[RECORD EXCERPTS]:
==============================

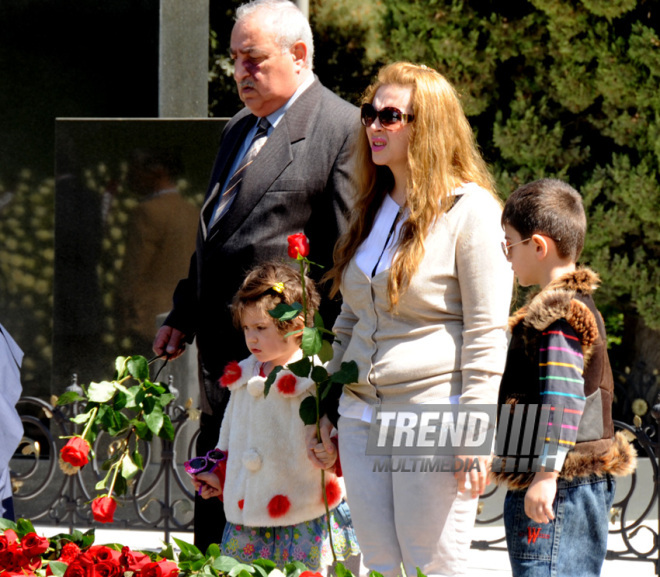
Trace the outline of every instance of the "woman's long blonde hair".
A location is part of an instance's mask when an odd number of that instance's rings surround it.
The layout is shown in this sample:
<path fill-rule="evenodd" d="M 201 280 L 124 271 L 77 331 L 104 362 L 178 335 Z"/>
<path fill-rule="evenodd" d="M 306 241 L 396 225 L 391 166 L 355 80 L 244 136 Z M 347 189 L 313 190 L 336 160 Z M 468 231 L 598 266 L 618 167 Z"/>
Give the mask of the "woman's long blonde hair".
<path fill-rule="evenodd" d="M 424 256 L 424 239 L 431 225 L 454 202 L 452 190 L 461 183 L 475 182 L 495 198 L 497 194 L 458 94 L 446 78 L 426 66 L 396 62 L 380 70 L 362 102 L 373 102 L 376 91 L 390 84 L 412 88 L 415 115 L 408 146 L 408 218 L 401 227 L 388 280 L 390 309 L 394 310 Z M 383 198 L 394 186 L 390 169 L 373 163 L 364 127 L 358 137 L 356 170 L 358 191 L 351 222 L 335 247 L 335 265 L 328 273 L 333 295 L 339 291 L 348 263 L 369 235 Z"/>

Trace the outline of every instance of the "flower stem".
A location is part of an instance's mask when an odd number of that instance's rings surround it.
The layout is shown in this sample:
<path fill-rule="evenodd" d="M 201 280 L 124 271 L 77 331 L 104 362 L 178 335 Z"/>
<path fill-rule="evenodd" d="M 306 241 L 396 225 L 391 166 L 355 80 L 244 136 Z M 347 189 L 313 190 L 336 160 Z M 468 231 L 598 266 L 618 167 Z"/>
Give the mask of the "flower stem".
<path fill-rule="evenodd" d="M 85 425 L 85 428 L 83 429 L 81 437 L 85 441 L 87 441 L 87 433 L 89 433 L 89 430 L 92 428 L 92 425 L 94 424 L 94 419 L 96 419 L 96 413 L 98 413 L 98 412 L 99 412 L 98 407 L 94 407 L 92 409 L 92 415 L 89 417 L 89 420 L 87 421 L 87 424 Z"/>

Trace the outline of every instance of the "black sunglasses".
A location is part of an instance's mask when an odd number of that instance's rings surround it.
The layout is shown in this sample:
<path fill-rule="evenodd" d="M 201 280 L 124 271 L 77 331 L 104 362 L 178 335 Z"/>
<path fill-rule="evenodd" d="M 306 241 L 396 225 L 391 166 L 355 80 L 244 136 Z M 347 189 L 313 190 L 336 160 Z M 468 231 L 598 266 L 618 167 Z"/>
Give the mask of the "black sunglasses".
<path fill-rule="evenodd" d="M 395 128 L 398 126 L 403 126 L 415 120 L 415 117 L 412 114 L 406 114 L 401 112 L 398 108 L 392 106 L 386 106 L 382 110 L 376 110 L 373 107 L 373 104 L 365 102 L 360 109 L 360 117 L 362 124 L 364 126 L 371 126 L 376 118 L 380 120 L 383 128 Z"/>

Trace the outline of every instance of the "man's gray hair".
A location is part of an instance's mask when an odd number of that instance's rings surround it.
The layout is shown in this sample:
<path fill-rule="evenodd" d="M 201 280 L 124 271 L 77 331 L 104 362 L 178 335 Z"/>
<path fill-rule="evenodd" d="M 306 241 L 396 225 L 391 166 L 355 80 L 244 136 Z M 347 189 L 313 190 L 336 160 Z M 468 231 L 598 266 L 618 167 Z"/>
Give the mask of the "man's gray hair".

==============================

[TRY IT]: The listing must be repeated word for word, and none of its pictures may appear in the copy.

[OUTPUT OF THE TASK]:
Trace the outline of every instance of the "woman's long blonde hair".
A location is part of an instance's mask when an odd number of that instance's rings surround it.
The layout is shown in this sample:
<path fill-rule="evenodd" d="M 201 280 L 124 271 L 77 331 L 104 362 L 178 335 Z"/>
<path fill-rule="evenodd" d="M 306 241 L 396 225 L 391 166 L 355 80 L 244 136 Z M 347 189 L 313 190 L 336 160 Z M 468 231 L 598 266 L 618 167 Z"/>
Give the mask of the "woman's long blonde hair".
<path fill-rule="evenodd" d="M 424 256 L 424 239 L 431 225 L 454 202 L 452 190 L 461 183 L 475 182 L 495 198 L 497 194 L 458 94 L 446 78 L 426 66 L 396 62 L 380 70 L 362 102 L 373 102 L 376 91 L 390 84 L 412 88 L 415 115 L 408 146 L 408 218 L 401 227 L 388 280 L 390 309 L 394 310 Z M 383 198 L 394 186 L 390 169 L 373 163 L 364 127 L 358 137 L 356 170 L 358 191 L 351 222 L 335 247 L 335 265 L 328 273 L 333 295 L 339 291 L 348 263 L 369 235 Z"/>

Trace the outline of every instance of the "flower stem".
A location is part of an instance's mask when an odd number of that instance's rings surround it.
The layout is shown in this sample:
<path fill-rule="evenodd" d="M 201 280 L 124 271 L 77 331 L 104 362 L 178 335 Z"/>
<path fill-rule="evenodd" d="M 306 241 L 396 225 L 391 166 L 355 80 L 244 136 Z M 347 189 L 313 190 L 336 160 Z M 468 231 L 598 266 L 618 167 Z"/>
Give the mask of the "flower stem".
<path fill-rule="evenodd" d="M 85 425 L 85 428 L 83 429 L 81 437 L 85 441 L 87 441 L 87 433 L 89 433 L 89 430 L 92 428 L 92 425 L 94 424 L 94 419 L 96 419 L 96 413 L 98 413 L 98 412 L 99 412 L 98 407 L 94 407 L 92 409 L 92 415 L 89 417 L 89 420 L 87 421 L 87 424 Z"/>

Trace the outline of every instance of the "black sunglasses".
A location is part of an instance's mask when an odd number of that instance's rings surround it.
The layout is shown in this sample:
<path fill-rule="evenodd" d="M 201 280 L 124 271 L 77 331 L 104 362 L 178 335 Z"/>
<path fill-rule="evenodd" d="M 306 241 L 396 225 L 391 166 L 355 80 L 244 136 Z M 347 189 L 313 190 L 336 160 Z M 468 231 L 598 266 L 618 167 Z"/>
Give the mask of the "black sunglasses".
<path fill-rule="evenodd" d="M 395 128 L 398 126 L 403 126 L 415 120 L 415 117 L 412 114 L 406 114 L 401 112 L 398 108 L 392 106 L 386 106 L 382 110 L 376 110 L 373 107 L 373 104 L 365 102 L 360 109 L 360 117 L 362 124 L 364 126 L 371 126 L 376 118 L 380 120 L 383 128 Z"/>

Trace the outline of every instance of the "man's gray hair".
A location is part of an instance's mask when an odd number of that instance's rings surround it.
The layout is shown in this sample:
<path fill-rule="evenodd" d="M 201 280 L 124 271 L 77 331 L 104 362 L 178 335 Z"/>
<path fill-rule="evenodd" d="M 306 241 L 396 225 L 391 166 L 355 80 L 244 136 Z M 347 189 L 313 190 L 336 160 Z M 468 231 L 598 266 L 618 167 Z"/>
Give the mask of the "man's gray hair".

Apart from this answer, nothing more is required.